Point annotation dataset records
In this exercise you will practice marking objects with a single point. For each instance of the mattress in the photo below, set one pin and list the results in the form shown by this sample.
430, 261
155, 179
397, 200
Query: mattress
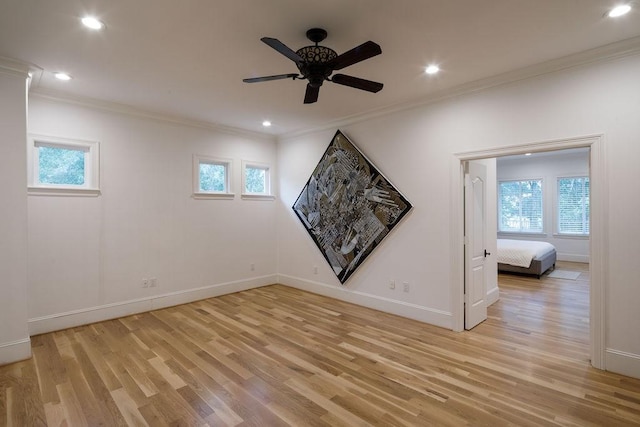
520, 253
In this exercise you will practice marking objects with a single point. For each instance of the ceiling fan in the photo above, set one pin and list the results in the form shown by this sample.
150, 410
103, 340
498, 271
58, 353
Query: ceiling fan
317, 63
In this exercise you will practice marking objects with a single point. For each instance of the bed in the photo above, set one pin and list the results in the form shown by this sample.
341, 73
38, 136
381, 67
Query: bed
525, 256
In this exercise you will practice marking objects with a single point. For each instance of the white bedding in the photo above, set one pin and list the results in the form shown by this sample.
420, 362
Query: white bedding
521, 252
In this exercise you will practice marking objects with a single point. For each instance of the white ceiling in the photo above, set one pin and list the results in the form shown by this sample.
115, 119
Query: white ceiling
187, 58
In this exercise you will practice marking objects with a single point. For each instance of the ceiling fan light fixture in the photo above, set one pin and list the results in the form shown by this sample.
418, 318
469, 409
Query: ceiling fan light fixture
62, 76
619, 10
93, 23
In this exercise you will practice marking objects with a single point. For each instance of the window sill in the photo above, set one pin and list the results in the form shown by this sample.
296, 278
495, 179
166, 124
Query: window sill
522, 234
248, 196
213, 196
571, 236
63, 191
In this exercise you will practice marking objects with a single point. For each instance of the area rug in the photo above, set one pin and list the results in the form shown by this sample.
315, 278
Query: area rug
564, 274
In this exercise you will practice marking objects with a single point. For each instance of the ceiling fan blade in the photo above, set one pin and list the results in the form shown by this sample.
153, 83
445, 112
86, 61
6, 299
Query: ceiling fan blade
365, 51
268, 78
311, 95
357, 83
283, 49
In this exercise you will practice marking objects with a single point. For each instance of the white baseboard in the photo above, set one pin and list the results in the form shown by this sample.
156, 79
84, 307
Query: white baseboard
399, 308
493, 295
15, 351
59, 321
573, 257
623, 363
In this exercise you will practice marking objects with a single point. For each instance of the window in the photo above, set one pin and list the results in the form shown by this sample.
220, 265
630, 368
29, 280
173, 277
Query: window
573, 206
63, 166
211, 177
520, 206
256, 181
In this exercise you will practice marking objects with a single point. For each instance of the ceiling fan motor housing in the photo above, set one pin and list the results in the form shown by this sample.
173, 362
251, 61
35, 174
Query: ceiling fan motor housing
314, 67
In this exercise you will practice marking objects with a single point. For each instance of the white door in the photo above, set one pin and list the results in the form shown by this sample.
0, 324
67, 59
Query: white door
475, 282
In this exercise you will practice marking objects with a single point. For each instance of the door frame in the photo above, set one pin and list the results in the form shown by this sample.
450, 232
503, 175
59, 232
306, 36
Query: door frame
598, 245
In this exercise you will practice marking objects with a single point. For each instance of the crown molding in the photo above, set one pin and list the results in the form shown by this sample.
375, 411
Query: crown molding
128, 110
21, 69
606, 53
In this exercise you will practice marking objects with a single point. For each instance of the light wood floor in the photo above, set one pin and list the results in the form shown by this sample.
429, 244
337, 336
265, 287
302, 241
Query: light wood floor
279, 356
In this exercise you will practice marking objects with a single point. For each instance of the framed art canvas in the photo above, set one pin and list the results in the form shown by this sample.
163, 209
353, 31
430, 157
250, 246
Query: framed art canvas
348, 206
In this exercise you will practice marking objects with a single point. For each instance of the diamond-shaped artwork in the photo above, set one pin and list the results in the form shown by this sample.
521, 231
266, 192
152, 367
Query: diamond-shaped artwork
348, 206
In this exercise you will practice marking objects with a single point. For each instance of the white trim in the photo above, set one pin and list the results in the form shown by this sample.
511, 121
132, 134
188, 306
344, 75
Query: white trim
91, 149
63, 191
129, 110
250, 196
623, 363
387, 305
15, 351
199, 159
268, 179
493, 295
213, 196
542, 206
598, 239
59, 321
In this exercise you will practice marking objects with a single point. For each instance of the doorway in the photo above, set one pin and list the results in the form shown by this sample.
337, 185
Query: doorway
597, 230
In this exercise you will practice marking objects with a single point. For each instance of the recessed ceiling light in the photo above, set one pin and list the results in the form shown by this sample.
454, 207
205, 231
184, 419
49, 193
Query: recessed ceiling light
62, 76
619, 10
92, 22
432, 69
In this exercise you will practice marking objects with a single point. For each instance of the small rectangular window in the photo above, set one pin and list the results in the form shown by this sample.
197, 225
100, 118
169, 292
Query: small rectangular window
256, 180
63, 166
573, 206
520, 206
211, 177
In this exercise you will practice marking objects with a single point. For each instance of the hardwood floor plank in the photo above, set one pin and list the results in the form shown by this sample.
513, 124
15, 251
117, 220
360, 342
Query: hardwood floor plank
280, 356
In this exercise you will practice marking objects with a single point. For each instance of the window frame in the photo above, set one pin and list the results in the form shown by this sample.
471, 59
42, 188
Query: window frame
520, 232
199, 159
91, 186
268, 193
556, 211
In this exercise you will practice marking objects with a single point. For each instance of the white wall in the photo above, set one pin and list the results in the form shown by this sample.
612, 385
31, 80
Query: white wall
415, 149
14, 337
88, 255
549, 167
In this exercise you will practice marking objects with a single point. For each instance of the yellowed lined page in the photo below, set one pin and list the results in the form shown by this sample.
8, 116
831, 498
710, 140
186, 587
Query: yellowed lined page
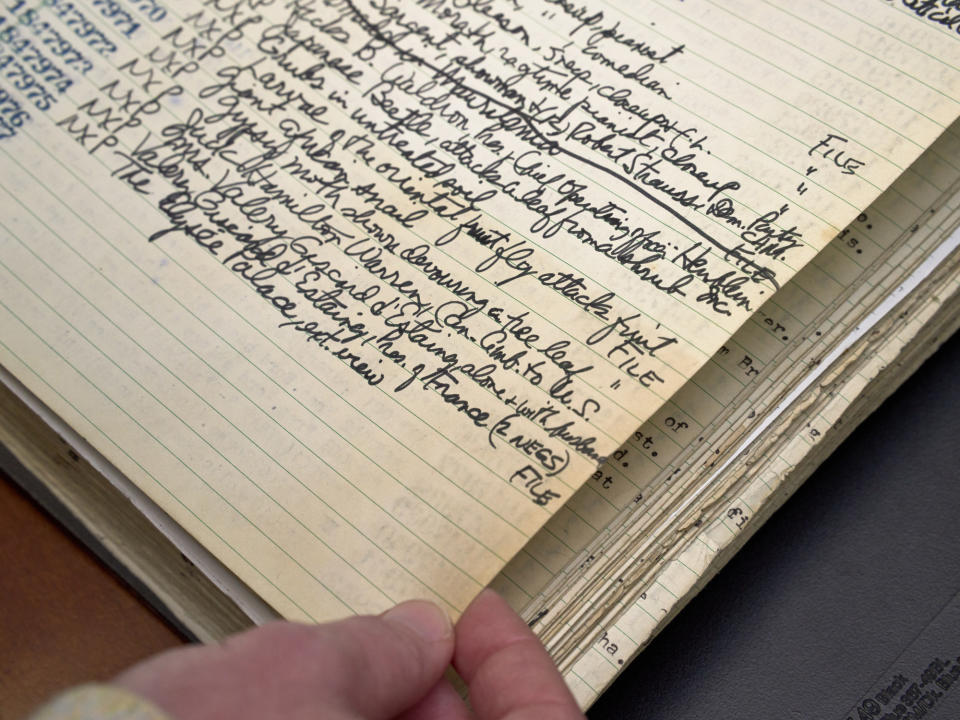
755, 367
360, 293
892, 235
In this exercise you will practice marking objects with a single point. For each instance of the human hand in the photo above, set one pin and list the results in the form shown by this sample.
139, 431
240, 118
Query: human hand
364, 668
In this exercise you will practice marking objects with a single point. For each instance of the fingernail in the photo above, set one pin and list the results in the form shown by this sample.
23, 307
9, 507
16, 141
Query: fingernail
427, 620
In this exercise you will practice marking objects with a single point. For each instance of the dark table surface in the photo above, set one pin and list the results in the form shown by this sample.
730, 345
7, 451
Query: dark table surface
850, 589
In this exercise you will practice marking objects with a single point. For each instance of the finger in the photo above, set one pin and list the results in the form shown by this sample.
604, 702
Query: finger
509, 672
441, 703
362, 667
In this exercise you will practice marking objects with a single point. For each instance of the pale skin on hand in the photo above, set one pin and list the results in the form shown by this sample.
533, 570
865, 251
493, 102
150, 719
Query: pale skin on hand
365, 668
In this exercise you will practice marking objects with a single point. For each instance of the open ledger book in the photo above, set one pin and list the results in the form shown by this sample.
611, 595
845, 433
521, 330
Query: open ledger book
359, 301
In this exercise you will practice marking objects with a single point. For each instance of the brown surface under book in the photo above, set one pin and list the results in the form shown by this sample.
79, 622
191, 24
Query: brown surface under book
64, 617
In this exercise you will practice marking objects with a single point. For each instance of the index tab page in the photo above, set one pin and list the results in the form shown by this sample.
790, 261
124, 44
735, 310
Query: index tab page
361, 291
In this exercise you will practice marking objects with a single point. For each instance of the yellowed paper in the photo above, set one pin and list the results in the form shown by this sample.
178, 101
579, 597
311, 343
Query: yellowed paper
360, 293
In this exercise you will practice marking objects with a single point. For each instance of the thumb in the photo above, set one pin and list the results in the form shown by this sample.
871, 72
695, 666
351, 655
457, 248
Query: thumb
363, 667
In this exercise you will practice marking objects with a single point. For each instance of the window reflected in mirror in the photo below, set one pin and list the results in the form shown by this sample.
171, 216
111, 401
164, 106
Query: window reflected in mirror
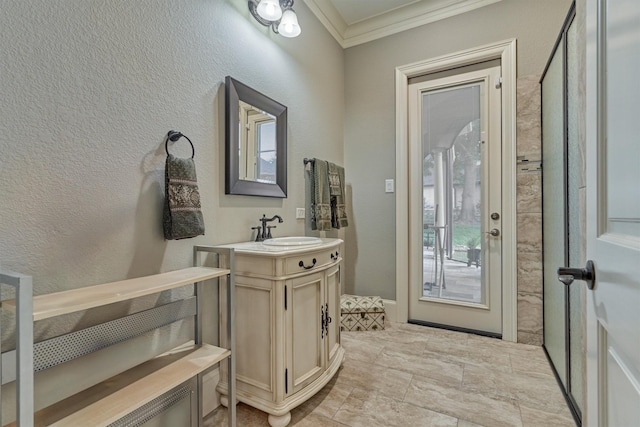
256, 142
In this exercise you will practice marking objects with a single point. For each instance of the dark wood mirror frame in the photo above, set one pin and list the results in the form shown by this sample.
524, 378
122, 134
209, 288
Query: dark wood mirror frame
235, 92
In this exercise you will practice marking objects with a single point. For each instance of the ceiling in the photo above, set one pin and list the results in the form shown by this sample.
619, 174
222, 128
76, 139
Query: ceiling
353, 22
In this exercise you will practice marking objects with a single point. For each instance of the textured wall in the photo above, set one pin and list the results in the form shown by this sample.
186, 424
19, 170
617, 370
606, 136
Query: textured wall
90, 88
370, 120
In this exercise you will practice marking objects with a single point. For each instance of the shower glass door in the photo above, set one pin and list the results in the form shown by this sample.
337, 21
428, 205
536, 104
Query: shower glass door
455, 129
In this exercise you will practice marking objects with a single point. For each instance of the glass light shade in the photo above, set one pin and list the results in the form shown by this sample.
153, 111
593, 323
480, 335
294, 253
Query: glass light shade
289, 26
269, 10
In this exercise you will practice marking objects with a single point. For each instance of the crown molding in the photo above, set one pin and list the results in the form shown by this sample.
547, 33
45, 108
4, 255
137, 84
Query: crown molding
396, 20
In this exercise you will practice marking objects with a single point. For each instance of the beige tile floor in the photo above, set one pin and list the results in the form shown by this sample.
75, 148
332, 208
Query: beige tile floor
409, 375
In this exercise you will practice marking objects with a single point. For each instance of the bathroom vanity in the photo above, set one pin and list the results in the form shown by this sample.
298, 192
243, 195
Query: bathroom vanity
287, 314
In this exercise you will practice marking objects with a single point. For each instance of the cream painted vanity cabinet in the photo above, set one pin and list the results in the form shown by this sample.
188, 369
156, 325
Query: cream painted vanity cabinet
287, 314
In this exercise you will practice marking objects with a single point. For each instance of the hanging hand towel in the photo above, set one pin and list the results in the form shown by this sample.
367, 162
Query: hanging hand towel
337, 194
320, 202
182, 216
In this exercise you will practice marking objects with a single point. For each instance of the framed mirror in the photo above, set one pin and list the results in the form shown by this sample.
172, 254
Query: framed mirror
256, 142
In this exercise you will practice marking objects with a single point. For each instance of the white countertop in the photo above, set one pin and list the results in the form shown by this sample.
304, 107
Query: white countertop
258, 248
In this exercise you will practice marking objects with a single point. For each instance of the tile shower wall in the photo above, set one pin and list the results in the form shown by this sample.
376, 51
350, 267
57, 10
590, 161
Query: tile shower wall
529, 212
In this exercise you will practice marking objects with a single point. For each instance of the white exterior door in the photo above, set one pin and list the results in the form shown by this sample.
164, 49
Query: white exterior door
613, 212
455, 177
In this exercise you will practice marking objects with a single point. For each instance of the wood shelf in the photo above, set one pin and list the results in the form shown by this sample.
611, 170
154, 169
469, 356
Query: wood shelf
110, 400
65, 302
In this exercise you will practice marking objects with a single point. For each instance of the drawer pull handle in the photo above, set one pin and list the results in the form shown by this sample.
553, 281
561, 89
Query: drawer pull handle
301, 264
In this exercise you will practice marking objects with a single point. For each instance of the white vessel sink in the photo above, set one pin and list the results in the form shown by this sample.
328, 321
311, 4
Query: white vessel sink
292, 241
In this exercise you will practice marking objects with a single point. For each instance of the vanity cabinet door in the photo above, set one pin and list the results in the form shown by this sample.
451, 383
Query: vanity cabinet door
332, 307
305, 346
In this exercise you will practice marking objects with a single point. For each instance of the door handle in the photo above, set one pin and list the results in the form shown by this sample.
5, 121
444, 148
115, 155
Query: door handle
494, 232
588, 274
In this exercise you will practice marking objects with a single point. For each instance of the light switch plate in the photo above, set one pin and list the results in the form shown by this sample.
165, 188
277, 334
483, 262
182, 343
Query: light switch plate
388, 186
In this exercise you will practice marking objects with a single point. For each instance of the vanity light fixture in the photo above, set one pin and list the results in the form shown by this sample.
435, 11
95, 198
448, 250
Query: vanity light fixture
278, 14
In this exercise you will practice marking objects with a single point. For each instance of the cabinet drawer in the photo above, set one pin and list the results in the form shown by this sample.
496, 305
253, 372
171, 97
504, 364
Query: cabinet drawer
311, 261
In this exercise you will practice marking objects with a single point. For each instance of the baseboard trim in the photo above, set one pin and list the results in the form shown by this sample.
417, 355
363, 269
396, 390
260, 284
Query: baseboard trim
390, 310
455, 328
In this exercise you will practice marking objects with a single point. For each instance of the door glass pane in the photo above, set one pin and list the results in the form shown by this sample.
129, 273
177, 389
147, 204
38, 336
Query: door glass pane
575, 181
452, 196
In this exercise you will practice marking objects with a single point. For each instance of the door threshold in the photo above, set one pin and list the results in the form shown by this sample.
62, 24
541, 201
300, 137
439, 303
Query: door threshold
455, 328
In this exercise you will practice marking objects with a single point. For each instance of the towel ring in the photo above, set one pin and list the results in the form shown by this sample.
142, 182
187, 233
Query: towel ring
174, 135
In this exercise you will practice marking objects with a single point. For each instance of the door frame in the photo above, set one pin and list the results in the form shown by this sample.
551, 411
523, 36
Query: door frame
506, 52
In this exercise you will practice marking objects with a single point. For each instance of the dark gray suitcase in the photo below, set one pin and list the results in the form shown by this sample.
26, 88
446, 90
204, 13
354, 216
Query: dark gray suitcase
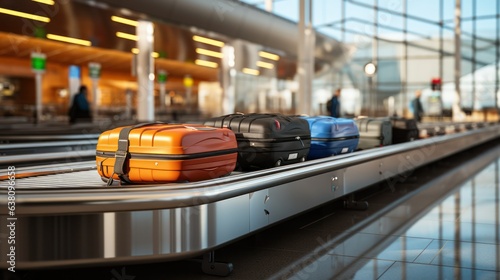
374, 132
267, 140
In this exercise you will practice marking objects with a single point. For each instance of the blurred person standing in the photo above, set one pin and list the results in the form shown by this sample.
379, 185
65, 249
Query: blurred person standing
80, 108
333, 105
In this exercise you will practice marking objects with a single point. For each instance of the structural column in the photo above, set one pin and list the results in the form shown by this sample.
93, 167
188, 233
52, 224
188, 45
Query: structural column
228, 77
145, 71
305, 67
456, 111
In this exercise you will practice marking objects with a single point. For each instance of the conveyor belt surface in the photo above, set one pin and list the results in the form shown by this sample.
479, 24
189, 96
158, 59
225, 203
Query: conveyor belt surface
149, 222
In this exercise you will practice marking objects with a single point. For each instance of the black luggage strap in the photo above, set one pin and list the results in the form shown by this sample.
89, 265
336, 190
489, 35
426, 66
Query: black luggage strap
122, 154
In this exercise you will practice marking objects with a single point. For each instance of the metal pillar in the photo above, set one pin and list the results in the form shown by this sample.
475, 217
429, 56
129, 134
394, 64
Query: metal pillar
404, 84
228, 77
497, 73
305, 67
38, 106
373, 81
457, 112
145, 71
474, 53
95, 98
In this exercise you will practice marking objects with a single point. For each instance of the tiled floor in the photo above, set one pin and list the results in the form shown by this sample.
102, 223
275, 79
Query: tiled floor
456, 238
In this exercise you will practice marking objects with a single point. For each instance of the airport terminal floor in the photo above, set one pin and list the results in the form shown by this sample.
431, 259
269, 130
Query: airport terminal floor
439, 221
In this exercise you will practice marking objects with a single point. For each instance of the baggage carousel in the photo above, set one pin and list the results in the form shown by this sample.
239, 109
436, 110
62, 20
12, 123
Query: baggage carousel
65, 216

- [Given request] The answer consists only of the lines from the one containing "of the tiled" to the end of the records, each written out exactly.

- [Exercise result]
In this exercise you will practice marking objects with a single point. For each instance of the tiled floor in the photo above, set one pin and list the results in the form shown by this sample.
102, 223
275, 79
Query: tiled floor
456, 238
In this exercise you will practice marking objects with a single point. For each instance of the airport terminal floor in the photo above, set one pin and list the results in the form shown by this sample.
431, 259
269, 130
Query: airport terminal floor
439, 221
In this exercise you will practice marking objects with a single point. For each instance of the baggage carousel in the photo above, set one pin and list the results in the form shown by this sample.
239, 109
436, 110
62, 20
12, 123
Query: baggage carousel
65, 216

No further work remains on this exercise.